**What you need to do**
Pick out each line below that contains the word "railing", and copy those lines out in full.

**Given information**
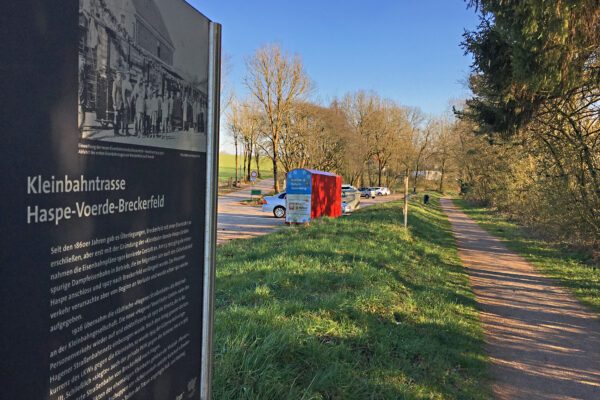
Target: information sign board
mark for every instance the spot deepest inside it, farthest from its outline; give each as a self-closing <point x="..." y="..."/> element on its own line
<point x="109" y="200"/>
<point x="298" y="199"/>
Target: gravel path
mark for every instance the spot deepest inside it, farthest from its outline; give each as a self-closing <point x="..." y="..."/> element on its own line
<point x="541" y="342"/>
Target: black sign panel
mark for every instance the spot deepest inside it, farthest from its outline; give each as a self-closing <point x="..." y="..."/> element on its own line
<point x="104" y="185"/>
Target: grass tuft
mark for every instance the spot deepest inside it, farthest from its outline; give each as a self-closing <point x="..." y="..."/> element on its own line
<point x="349" y="308"/>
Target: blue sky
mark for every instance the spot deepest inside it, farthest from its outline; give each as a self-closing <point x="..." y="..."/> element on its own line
<point x="405" y="50"/>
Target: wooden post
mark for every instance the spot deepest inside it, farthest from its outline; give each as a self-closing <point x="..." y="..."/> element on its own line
<point x="406" y="201"/>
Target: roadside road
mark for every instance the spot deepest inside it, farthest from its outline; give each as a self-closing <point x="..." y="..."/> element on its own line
<point x="542" y="343"/>
<point x="239" y="221"/>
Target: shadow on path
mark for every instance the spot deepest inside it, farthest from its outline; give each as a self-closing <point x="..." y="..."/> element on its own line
<point x="542" y="343"/>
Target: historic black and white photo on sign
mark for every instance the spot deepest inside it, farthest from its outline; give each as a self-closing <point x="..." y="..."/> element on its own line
<point x="143" y="78"/>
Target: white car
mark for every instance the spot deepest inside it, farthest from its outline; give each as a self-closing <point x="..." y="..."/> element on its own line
<point x="275" y="204"/>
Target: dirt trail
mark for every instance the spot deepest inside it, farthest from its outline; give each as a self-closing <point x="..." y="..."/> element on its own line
<point x="542" y="343"/>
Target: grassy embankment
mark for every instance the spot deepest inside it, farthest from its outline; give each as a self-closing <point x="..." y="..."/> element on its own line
<point x="227" y="167"/>
<point x="570" y="268"/>
<point x="351" y="308"/>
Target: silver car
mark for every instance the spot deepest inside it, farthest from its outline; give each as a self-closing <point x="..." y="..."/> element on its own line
<point x="275" y="204"/>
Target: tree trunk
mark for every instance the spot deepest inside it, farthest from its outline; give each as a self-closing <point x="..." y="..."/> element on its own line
<point x="275" y="162"/>
<point x="441" y="190"/>
<point x="236" y="160"/>
<point x="257" y="159"/>
<point x="275" y="182"/>
<point x="406" y="201"/>
<point x="250" y="150"/>
<point x="416" y="180"/>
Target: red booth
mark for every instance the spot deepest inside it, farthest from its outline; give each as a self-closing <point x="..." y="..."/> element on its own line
<point x="312" y="194"/>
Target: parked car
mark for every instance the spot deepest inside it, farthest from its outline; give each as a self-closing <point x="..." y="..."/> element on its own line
<point x="367" y="192"/>
<point x="275" y="204"/>
<point x="385" y="191"/>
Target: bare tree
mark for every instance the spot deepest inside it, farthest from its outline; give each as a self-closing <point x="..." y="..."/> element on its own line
<point x="276" y="80"/>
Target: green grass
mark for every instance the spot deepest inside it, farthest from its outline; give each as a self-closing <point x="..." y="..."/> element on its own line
<point x="350" y="308"/>
<point x="227" y="167"/>
<point x="572" y="269"/>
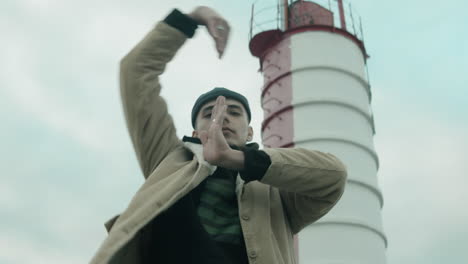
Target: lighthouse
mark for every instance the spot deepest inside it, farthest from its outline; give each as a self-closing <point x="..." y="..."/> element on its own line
<point x="316" y="95"/>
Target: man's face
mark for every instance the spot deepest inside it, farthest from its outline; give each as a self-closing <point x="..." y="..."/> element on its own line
<point x="236" y="129"/>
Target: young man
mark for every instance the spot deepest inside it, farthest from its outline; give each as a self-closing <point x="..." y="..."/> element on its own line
<point x="210" y="198"/>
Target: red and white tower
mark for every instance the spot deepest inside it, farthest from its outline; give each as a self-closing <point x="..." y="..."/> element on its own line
<point x="316" y="95"/>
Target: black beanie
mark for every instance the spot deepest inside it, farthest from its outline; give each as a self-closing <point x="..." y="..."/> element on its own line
<point x="212" y="95"/>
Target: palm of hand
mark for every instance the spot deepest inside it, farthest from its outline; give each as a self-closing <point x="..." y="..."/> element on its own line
<point x="214" y="143"/>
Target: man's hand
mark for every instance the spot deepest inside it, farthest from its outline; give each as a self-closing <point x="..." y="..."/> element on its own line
<point x="216" y="25"/>
<point x="216" y="150"/>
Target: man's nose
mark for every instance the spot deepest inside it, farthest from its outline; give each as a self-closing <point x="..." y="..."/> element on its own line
<point x="226" y="119"/>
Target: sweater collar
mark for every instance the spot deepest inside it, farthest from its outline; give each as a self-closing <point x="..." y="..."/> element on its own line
<point x="252" y="145"/>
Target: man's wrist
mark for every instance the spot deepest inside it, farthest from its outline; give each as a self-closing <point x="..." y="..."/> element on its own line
<point x="232" y="159"/>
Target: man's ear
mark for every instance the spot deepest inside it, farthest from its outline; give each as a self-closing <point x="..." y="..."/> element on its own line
<point x="249" y="134"/>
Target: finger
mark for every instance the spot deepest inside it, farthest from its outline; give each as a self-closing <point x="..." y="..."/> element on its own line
<point x="214" y="110"/>
<point x="221" y="109"/>
<point x="203" y="135"/>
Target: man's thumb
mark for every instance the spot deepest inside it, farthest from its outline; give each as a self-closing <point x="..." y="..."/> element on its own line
<point x="203" y="135"/>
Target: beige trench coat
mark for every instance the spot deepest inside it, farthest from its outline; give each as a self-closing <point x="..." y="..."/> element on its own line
<point x="299" y="187"/>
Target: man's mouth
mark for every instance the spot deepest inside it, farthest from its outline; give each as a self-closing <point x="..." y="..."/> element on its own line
<point x="225" y="129"/>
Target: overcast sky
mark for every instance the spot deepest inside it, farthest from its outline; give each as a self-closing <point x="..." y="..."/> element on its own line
<point x="66" y="159"/>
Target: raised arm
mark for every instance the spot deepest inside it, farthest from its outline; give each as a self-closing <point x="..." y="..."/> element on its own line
<point x="151" y="128"/>
<point x="310" y="183"/>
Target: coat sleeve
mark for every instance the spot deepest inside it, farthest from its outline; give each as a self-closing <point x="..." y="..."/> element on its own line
<point x="310" y="183"/>
<point x="151" y="128"/>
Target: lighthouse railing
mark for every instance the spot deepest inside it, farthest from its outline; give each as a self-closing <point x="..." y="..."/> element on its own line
<point x="269" y="15"/>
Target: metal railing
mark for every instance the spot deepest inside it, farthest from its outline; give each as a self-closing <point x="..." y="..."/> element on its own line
<point x="266" y="15"/>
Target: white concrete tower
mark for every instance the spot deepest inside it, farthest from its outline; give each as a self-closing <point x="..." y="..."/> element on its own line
<point x="316" y="95"/>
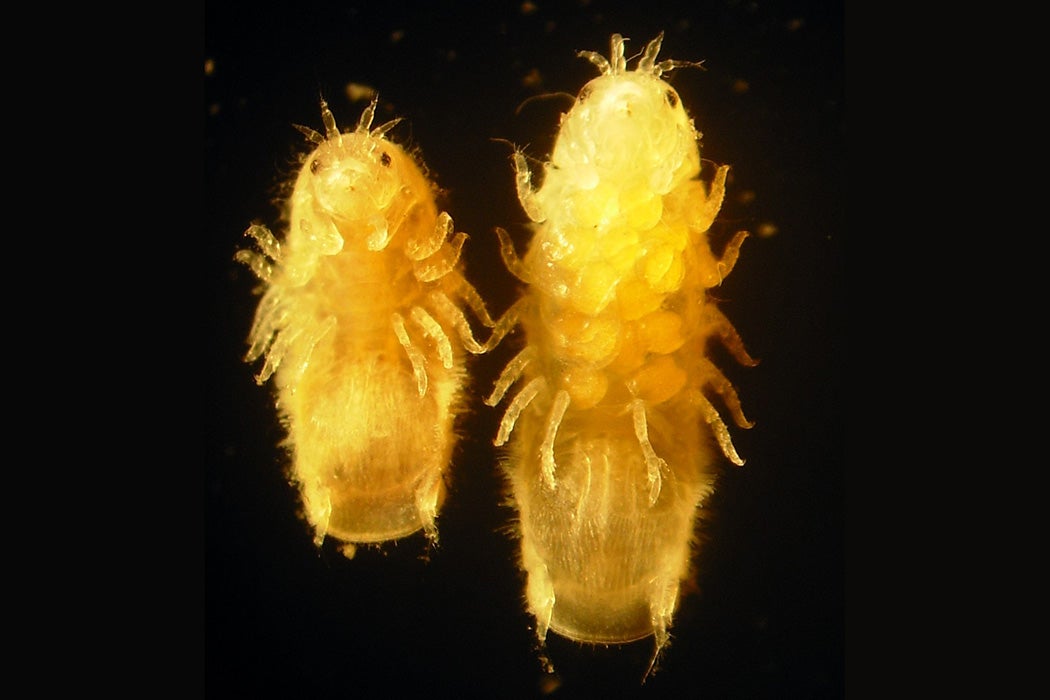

**Task solution**
Target: lighthouse railing
Target: metal railing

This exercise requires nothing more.